**Required task:** Output every line of the items below as a Markdown table with two columns, n for the row number and Line for the line itself. Skip any blank lines.

(Point annotation items)
-- START --

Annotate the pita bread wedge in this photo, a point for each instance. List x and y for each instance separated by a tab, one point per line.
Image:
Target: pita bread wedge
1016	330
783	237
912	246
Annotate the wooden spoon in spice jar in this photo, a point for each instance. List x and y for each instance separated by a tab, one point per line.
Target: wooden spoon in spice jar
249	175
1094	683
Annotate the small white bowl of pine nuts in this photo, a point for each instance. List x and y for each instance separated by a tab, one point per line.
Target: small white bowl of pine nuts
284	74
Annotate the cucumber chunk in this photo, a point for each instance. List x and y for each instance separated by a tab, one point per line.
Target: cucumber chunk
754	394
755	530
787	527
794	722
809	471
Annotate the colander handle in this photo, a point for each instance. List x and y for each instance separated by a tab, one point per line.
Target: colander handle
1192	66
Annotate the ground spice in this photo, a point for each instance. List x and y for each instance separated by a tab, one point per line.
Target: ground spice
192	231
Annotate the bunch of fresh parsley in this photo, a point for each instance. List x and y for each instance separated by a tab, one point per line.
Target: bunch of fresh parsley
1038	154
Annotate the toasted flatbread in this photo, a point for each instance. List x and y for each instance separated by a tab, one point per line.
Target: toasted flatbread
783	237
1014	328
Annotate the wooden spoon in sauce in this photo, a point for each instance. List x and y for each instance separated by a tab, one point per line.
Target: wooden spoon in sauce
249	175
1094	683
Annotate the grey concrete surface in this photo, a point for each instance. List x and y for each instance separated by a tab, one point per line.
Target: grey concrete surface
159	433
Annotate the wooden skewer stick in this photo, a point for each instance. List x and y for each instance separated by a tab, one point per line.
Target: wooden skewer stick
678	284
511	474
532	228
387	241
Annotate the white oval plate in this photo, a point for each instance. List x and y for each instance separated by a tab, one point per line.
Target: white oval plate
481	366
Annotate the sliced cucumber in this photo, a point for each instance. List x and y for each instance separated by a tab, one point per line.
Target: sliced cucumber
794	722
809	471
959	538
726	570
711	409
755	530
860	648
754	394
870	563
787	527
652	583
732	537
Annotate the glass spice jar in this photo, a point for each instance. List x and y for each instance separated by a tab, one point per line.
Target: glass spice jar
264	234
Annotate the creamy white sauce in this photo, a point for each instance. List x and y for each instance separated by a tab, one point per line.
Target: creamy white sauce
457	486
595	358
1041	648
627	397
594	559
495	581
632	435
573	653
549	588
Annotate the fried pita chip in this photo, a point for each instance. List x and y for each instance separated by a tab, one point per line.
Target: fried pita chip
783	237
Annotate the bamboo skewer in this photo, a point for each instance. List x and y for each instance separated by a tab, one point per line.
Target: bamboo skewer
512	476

-- END --

**Output below:**
| n | Line |
|---|---|
| 1 | Annotate the pita bread wedge in this photo, a point for each instance. List x and y for each instance separated by a tab, one point per line. |
| 2 | Image: |
| 3 | Target: pita bread wedge |
| 4 | 1016	330 |
| 5 | 783	237 |
| 6 | 912	246 |
| 7 | Annotate the wooden spoon in spice jar in this photo, a point for each instance. List x and y for each instance separated by a tab, one point per line. |
| 8 | Target: wooden spoon in spice jar |
| 9 | 249	175 |
| 10 | 1094	683 |
| 11 | Annotate the small white bowl of pine nuts in this photo, a point for each instance. List x and y for each instance separated by a tab, one point per line. |
| 12 | Target: small white bowl of pine nuts |
| 13 | 284	74 |
| 14 | Annotate the cucumber chunk in this photo, a point for each instance. List x and y for each instance separated by a tab, one point per line. |
| 15 | Target: cucumber chunk |
| 16 | 754	394 |
| 17 | 755	530 |
| 18 | 787	527 |
| 19 | 794	722 |
| 20 | 809	471 |
| 21 | Annotate the colander handle in this photo, a point for each instance. List x and y for each instance separated by a tab, one point per line. |
| 22 | Target: colander handle |
| 23 | 1192	66 |
| 24 | Annotate the ground spice in this photo, a point for each instance. List x and y for each instance separated by a tab, one point per line. |
| 25 | Target: ground spice |
| 26 | 192	231 |
| 27 | Annotate the bunch of fresh parsley in this photo, a point for each instance. List x and y for each instance separated by a tab, one point per line. |
| 28 | Target: bunch of fresh parsley |
| 29 | 1038	154 |
| 30 | Annotate the toasted flatbread in this photo, a point for each instance. List x and y for each instance separated by a tab, one point per line. |
| 31 | Target: toasted flatbread |
| 32 | 783	237 |
| 33 | 1014	328 |
| 34 | Annotate the wooden spoon in sauce in this photo, a point for each instance. List x and y for each instance separated by a tab, one point per line. |
| 35 | Target: wooden spoon in sauce |
| 36 | 249	175 |
| 37 | 1094	683 |
| 38 | Annotate the grey concrete surface in this photo, a point for each instance. List x and y for each instance separated by a tab, one point per line. |
| 39 | Target: grey concrete surface |
| 40 | 159	433 |
| 41 | Annotate the wooden skewer stick in this photo, a point for each instance. List x and y for each instance separated by a tab, one point per line. |
| 42 | Target: wooden skewer stick |
| 43 | 678	284 |
| 44 | 511	474 |
| 45 | 532	228 |
| 46 | 387	241 |
| 47 | Annotate the white oval plate in this photo, a point for each instance. List x and y for each instance separated by a tab, one point per line. |
| 48 | Target: white oval plate |
| 49 | 481	366 |
| 50 | Annotate the sliced cucumber in this photo, a point for each instance. List x and y for each instance separated by a tab, one point per line. |
| 51 | Target: sliced cucumber |
| 52 | 794	722 |
| 53 | 809	471 |
| 54 | 959	538 |
| 55 | 726	570 |
| 56 | 711	409 |
| 57 | 755	530 |
| 58 | 860	648 |
| 59 | 754	394 |
| 60 | 870	563 |
| 61 | 787	527 |
| 62 | 652	583 |
| 63 | 732	537 |
| 64 | Annotate the glass spice jar in this photo, a point for each instance. List x and y for each instance separated by a tab, one point per line. |
| 65 | Target: glass spice jar |
| 66 | 264	234 |
| 67 | Annotate the creamy white sauce in this photo, a point for each instance. List x and y for each instance separated by a tab, one point per line. |
| 68 | Target: creamy white sauce |
| 69 | 457	486 |
| 70 | 595	358 |
| 71 | 1041	648 |
| 72 | 627	397 |
| 73 | 594	559 |
| 74 | 495	581 |
| 75 | 632	435 |
| 76 | 573	653 |
| 77 | 549	588 |
| 78 | Annotate the fried pita chip in this photo, a point for each instance. List x and y for each instance separated by a tab, one point per line. |
| 79 | Target: fried pita chip |
| 80 | 783	237 |
| 81 | Annotate the bamboo skewer in this photo, a point for each instance. List x and y for each instance separated by a tab, one point per line. |
| 82 | Target: bamboo skewer |
| 83 | 512	476 |